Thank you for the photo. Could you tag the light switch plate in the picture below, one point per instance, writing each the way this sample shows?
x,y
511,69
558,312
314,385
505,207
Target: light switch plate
-----
Print every record exactly as written.

## [Your response]
Thank you for the photo. Could you tag the light switch plate in the picture below, one point per instance, writing each the way this sample shows?
x,y
511,69
558,312
314,385
505,207
Target: light switch plate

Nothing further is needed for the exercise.